[Entries on locating named things]

☆ ☆ ☆ ☆ ☆ ☆ ☆

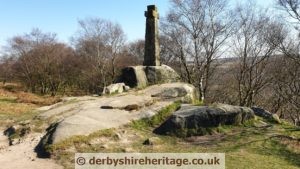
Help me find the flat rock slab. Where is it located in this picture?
[40,83,196,143]
[101,94,154,111]
[154,104,254,136]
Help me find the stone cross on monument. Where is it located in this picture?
[143,5,160,66]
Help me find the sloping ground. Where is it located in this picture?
[51,112,300,169]
[39,83,196,144]
[0,133,63,169]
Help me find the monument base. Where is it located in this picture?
[119,65,180,88]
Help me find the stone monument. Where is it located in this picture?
[143,5,160,66]
[117,5,180,88]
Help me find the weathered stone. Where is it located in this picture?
[154,104,254,137]
[144,5,160,66]
[145,65,180,85]
[143,137,161,145]
[101,94,154,111]
[40,83,195,145]
[144,83,197,103]
[118,66,148,88]
[251,107,281,123]
[118,65,180,88]
[103,83,128,94]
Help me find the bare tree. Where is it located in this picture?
[162,0,232,100]
[73,18,125,93]
[232,2,281,106]
[9,29,74,96]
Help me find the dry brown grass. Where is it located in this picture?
[0,83,60,126]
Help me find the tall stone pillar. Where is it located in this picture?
[143,5,160,66]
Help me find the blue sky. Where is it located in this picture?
[0,0,274,50]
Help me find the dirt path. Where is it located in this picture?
[0,130,63,169]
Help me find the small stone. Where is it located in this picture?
[124,104,140,111]
[100,144,108,149]
[122,147,134,153]
[114,133,122,140]
[143,137,161,145]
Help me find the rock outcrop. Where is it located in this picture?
[102,83,130,94]
[39,83,196,143]
[251,107,281,123]
[154,104,254,137]
[118,65,180,88]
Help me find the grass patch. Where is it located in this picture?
[129,102,181,130]
[47,129,117,153]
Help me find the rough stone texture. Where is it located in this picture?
[143,82,197,103]
[144,5,160,66]
[145,65,180,85]
[118,65,180,88]
[102,83,129,94]
[101,94,154,110]
[39,83,195,144]
[251,107,281,123]
[143,137,162,145]
[154,104,254,136]
[118,66,148,88]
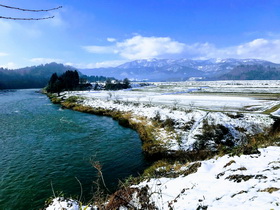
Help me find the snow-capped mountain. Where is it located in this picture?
[80,58,280,81]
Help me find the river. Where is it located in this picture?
[0,89,149,210]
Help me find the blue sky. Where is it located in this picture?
[0,0,280,68]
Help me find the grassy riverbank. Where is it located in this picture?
[44,83,279,207]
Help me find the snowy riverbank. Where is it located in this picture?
[57,91,274,153]
[44,85,280,210]
[47,147,280,210]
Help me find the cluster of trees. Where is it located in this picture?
[46,70,91,93]
[0,63,74,89]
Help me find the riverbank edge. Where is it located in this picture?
[43,94,280,210]
[45,93,217,161]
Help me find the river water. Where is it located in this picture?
[0,90,148,210]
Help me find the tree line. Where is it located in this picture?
[45,70,131,94]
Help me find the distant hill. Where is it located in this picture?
[80,59,280,81]
[0,63,74,89]
[216,65,280,80]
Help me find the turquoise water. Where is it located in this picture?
[0,90,148,210]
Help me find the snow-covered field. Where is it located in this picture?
[132,147,280,210]
[44,81,280,210]
[58,81,279,151]
[47,147,280,210]
[69,81,280,112]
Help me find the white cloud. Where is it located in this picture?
[83,45,114,54]
[84,35,280,63]
[83,35,185,60]
[64,60,127,69]
[116,35,185,60]
[30,58,63,64]
[0,62,19,69]
[107,37,117,42]
[0,52,9,57]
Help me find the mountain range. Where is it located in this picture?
[80,58,280,81]
[0,59,280,89]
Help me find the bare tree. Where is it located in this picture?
[0,4,62,20]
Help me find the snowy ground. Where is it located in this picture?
[48,81,280,210]
[63,83,274,151]
[134,147,280,210]
[69,81,280,112]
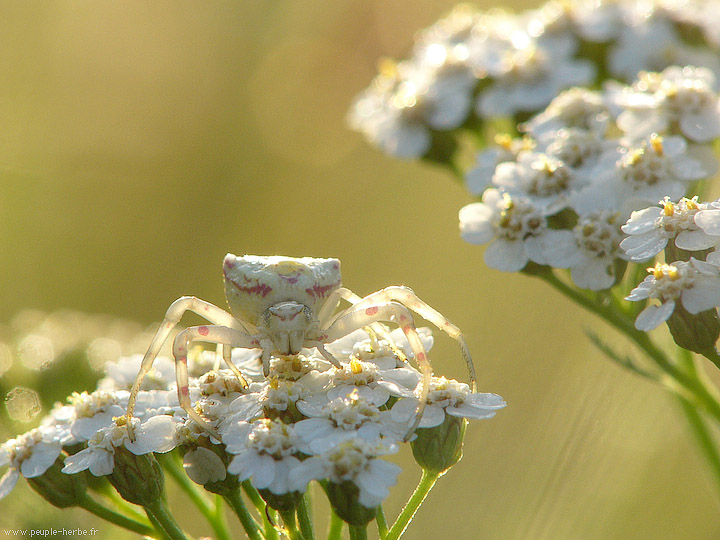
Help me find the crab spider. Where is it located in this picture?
[127,253,475,439]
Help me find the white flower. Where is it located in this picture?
[69,390,125,441]
[460,189,575,272]
[290,439,402,508]
[617,66,720,142]
[62,416,178,476]
[0,428,62,499]
[465,135,535,195]
[476,43,595,118]
[620,197,720,261]
[626,257,720,331]
[391,377,506,428]
[293,389,407,454]
[223,418,305,495]
[570,210,624,291]
[492,152,579,216]
[521,88,609,138]
[570,135,714,217]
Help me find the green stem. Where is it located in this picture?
[280,509,304,540]
[155,453,232,540]
[328,508,343,540]
[350,525,367,540]
[375,504,388,540]
[385,470,440,540]
[534,271,720,422]
[145,499,187,540]
[225,490,262,540]
[242,480,279,540]
[79,495,157,537]
[297,491,315,540]
[678,349,720,494]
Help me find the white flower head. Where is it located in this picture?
[391,377,506,428]
[521,88,610,138]
[294,389,407,454]
[290,438,401,508]
[62,415,178,476]
[617,66,720,142]
[460,189,575,272]
[620,197,720,261]
[0,428,62,499]
[570,210,624,291]
[626,257,720,331]
[476,41,595,118]
[223,418,305,495]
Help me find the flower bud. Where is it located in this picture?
[325,480,377,526]
[108,446,165,506]
[667,304,720,357]
[410,414,467,474]
[27,458,87,508]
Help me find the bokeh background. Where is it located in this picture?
[0,0,720,540]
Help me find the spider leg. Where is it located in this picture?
[173,325,259,441]
[126,296,250,440]
[318,287,407,362]
[344,286,477,392]
[322,302,432,441]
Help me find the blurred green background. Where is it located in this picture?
[0,0,720,540]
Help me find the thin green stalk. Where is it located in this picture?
[678,348,720,496]
[242,480,279,540]
[375,504,388,540]
[297,490,315,540]
[677,395,720,490]
[350,525,367,540]
[155,453,232,540]
[534,272,720,422]
[145,508,172,540]
[79,495,157,538]
[385,471,440,540]
[145,499,187,540]
[225,490,262,540]
[280,508,304,540]
[328,508,343,540]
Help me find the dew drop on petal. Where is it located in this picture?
[0,341,12,377]
[18,334,55,370]
[5,386,42,422]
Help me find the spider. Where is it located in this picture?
[127,253,476,440]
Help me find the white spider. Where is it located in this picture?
[127,253,476,440]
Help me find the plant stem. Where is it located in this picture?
[145,499,187,540]
[155,453,232,540]
[297,492,315,540]
[79,495,157,537]
[328,508,343,540]
[385,470,440,540]
[350,525,367,540]
[535,271,720,422]
[225,490,262,540]
[375,504,388,540]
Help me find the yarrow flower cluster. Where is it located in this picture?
[0,320,505,536]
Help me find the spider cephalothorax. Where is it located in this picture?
[127,254,475,438]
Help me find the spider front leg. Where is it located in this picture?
[173,325,260,441]
[334,286,477,392]
[322,302,432,441]
[318,287,407,362]
[126,296,252,439]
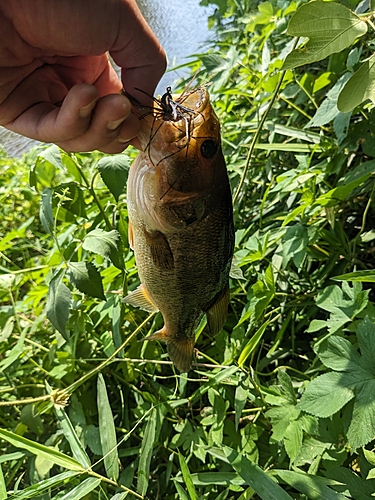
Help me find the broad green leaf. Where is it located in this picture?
[54,398,91,469]
[305,73,350,128]
[98,154,129,201]
[5,471,79,500]
[283,1,367,70]
[238,321,269,367]
[38,144,63,169]
[316,335,368,376]
[298,372,358,418]
[39,188,55,235]
[331,271,375,283]
[137,408,156,496]
[0,429,85,473]
[274,470,347,500]
[224,446,292,500]
[46,273,72,337]
[53,182,87,220]
[82,228,123,269]
[0,464,8,500]
[337,54,375,113]
[97,373,119,481]
[347,377,375,451]
[189,366,238,404]
[67,262,105,300]
[59,477,101,500]
[178,453,198,500]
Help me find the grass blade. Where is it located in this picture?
[97,373,119,481]
[224,446,292,500]
[0,465,8,500]
[137,408,156,496]
[274,470,347,500]
[58,477,100,500]
[0,429,85,472]
[9,471,78,500]
[55,406,91,469]
[178,453,198,500]
[238,320,270,367]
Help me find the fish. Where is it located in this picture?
[123,86,234,372]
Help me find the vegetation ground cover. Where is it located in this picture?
[0,0,375,500]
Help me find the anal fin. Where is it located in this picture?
[206,285,229,335]
[122,285,159,312]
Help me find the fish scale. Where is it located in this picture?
[124,87,234,371]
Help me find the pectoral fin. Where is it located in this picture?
[206,286,229,335]
[122,285,159,312]
[141,326,195,372]
[145,230,174,269]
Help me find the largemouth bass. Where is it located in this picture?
[124,87,234,372]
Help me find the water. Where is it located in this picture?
[0,0,214,156]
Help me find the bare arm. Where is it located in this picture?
[0,0,166,153]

☆ ☆ ☆ ☆ ☆ ☆ ☆

- _OBJECTIVE_
Locate every line in the entries above that contains the word "flower", and copy each of those lines.

- _FINISHED TASK_
Help me find the white flower. Where is it located in this picture?
Help me find the white flower head. Where is it located in this picture?
Help me find the flower bud. Where is it located in this picture?
Help me find the yarrow flower cluster. Where is it located in this picture?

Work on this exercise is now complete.